*** RECORDS SHOWN ***

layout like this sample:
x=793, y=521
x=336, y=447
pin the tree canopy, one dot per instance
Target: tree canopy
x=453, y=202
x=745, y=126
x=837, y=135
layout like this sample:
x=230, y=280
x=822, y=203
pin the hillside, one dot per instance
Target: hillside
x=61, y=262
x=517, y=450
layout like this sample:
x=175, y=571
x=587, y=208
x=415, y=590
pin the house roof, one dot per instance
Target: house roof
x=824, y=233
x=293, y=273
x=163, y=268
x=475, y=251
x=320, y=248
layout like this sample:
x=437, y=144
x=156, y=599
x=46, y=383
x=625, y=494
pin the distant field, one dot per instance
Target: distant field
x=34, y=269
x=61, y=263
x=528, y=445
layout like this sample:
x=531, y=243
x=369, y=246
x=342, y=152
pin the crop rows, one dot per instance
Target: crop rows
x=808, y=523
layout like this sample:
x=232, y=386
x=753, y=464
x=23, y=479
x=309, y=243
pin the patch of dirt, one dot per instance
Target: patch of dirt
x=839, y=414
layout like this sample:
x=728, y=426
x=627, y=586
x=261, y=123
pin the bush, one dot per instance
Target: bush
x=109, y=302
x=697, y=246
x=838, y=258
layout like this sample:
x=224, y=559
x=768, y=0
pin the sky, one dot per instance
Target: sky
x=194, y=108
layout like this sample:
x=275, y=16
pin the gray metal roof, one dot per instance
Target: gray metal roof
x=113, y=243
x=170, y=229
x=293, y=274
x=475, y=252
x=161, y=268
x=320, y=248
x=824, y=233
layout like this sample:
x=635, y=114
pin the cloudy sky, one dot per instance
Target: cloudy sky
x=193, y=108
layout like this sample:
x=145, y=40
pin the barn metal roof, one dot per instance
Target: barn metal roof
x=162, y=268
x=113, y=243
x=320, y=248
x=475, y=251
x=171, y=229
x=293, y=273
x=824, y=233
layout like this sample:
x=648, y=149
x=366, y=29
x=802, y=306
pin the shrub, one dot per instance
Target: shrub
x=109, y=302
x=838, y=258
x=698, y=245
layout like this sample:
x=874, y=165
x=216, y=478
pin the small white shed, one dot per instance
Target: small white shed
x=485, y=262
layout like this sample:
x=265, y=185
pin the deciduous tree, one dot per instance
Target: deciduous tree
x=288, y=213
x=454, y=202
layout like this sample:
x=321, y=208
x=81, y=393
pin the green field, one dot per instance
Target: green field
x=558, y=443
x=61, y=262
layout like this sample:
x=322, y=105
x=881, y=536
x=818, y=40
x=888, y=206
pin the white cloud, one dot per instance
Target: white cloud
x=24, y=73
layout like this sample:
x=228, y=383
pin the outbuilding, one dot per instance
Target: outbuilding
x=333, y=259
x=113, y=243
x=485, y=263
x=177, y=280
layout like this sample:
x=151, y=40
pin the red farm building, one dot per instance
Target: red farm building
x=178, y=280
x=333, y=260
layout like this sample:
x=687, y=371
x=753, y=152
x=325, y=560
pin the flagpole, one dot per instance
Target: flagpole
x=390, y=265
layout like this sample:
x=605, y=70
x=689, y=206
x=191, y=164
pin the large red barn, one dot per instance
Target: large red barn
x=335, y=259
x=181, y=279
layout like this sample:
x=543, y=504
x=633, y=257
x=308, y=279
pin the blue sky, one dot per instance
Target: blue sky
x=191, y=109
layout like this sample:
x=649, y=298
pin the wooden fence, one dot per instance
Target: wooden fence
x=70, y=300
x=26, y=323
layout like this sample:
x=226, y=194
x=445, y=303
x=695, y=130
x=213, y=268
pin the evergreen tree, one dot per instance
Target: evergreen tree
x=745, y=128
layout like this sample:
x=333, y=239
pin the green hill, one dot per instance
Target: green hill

***

◆ WHAT IS REQUIRED
Rewrite all of the records above, changing every "one dot per instance" to "one point per instance" and leaving everything else as it is.

◆ RIGHT ANSWER
layout like this sample:
x=793, y=521
x=336, y=447
pin the tree canopy, one point per instance
Target: tree canopy
x=453, y=202
x=745, y=126
x=837, y=135
layout like this sample:
x=230, y=280
x=822, y=203
pin the hillside, one point per instance
Target: hillside
x=61, y=262
x=517, y=450
layout like this sample:
x=175, y=571
x=587, y=208
x=415, y=590
pin the house roof, one point per instance
Target: house roof
x=824, y=233
x=293, y=273
x=163, y=268
x=475, y=251
x=320, y=248
layout like this sample:
x=437, y=144
x=156, y=599
x=46, y=383
x=625, y=494
pin the distant field, one point per instance
Target: distant field
x=34, y=269
x=61, y=263
x=528, y=445
layout like this sample:
x=531, y=243
x=369, y=246
x=342, y=152
pin the crop rows, one point per instance
Target: crop rows
x=808, y=523
layout like this sample:
x=232, y=386
x=753, y=464
x=23, y=479
x=309, y=243
pin the patch of dirt, one point per instance
Target: patch of dirt
x=839, y=414
layout like this sample:
x=728, y=426
x=627, y=586
x=261, y=123
pin the bush, one point per instance
Target: bush
x=109, y=302
x=697, y=246
x=838, y=258
layout like this sample:
x=224, y=559
x=768, y=0
pin the sky, one point per instance
Target: sky
x=194, y=108
layout like this sample:
x=275, y=16
pin the gray metal roof, one point per instance
Target: gray metal roof
x=113, y=243
x=170, y=229
x=293, y=274
x=475, y=252
x=161, y=268
x=320, y=248
x=824, y=233
layout like this sample:
x=635, y=114
pin the cloudy sky, one point per instance
Target: cloudy sky
x=193, y=108
layout like this sample:
x=145, y=40
pin the barn metal roof, one point per instance
Target: barn metal roof
x=162, y=268
x=113, y=243
x=320, y=248
x=475, y=251
x=171, y=229
x=293, y=273
x=824, y=233
layout like this sample:
x=648, y=149
x=366, y=29
x=802, y=306
pin the shrub, one point per instance
Target: shrub
x=109, y=302
x=838, y=258
x=698, y=245
layout like this sample:
x=874, y=165
x=216, y=478
pin the small white shed, one point per instance
Target: small white shed
x=485, y=262
layout like this sample:
x=265, y=185
pin the deciduous tree, one point per instance
Target: deciduous tree
x=288, y=213
x=454, y=202
layout like this sample:
x=321, y=208
x=81, y=393
pin the green field, one point per instance
Target: green field
x=558, y=443
x=61, y=262
layout like this sample:
x=322, y=105
x=881, y=536
x=818, y=40
x=888, y=206
pin the white cloud, one point per instance
Target: white cloud
x=24, y=73
layout like this sample:
x=228, y=383
pin the outbuilding, one point per instance
Target: outbuilding
x=333, y=259
x=113, y=243
x=485, y=263
x=177, y=280
layout like this sample:
x=151, y=40
pin the red farm building, one point per instance
Target: red farm building
x=178, y=280
x=333, y=260
layout like this sample:
x=687, y=371
x=753, y=152
x=325, y=560
pin the flagpole, one point per instance
Target: flagpole
x=390, y=265
layout like this sample:
x=605, y=70
x=689, y=206
x=191, y=164
pin the large red barn, one point per instance
Target: large red barn
x=335, y=259
x=181, y=279
layout like this sample:
x=543, y=504
x=633, y=257
x=308, y=279
pin the blue sky, one point per instance
Target: blue sky
x=191, y=109
layout like this sample:
x=649, y=298
pin the wooden fence, one point per instance
Target: wooden fence
x=70, y=300
x=26, y=323
layout like this sample:
x=226, y=194
x=445, y=303
x=695, y=130
x=213, y=268
pin the evergreen tree, one point per instance
Target: evergreen tree
x=745, y=128
layout like this sample:
x=333, y=239
pin the green hill, one point per instance
Target: green hill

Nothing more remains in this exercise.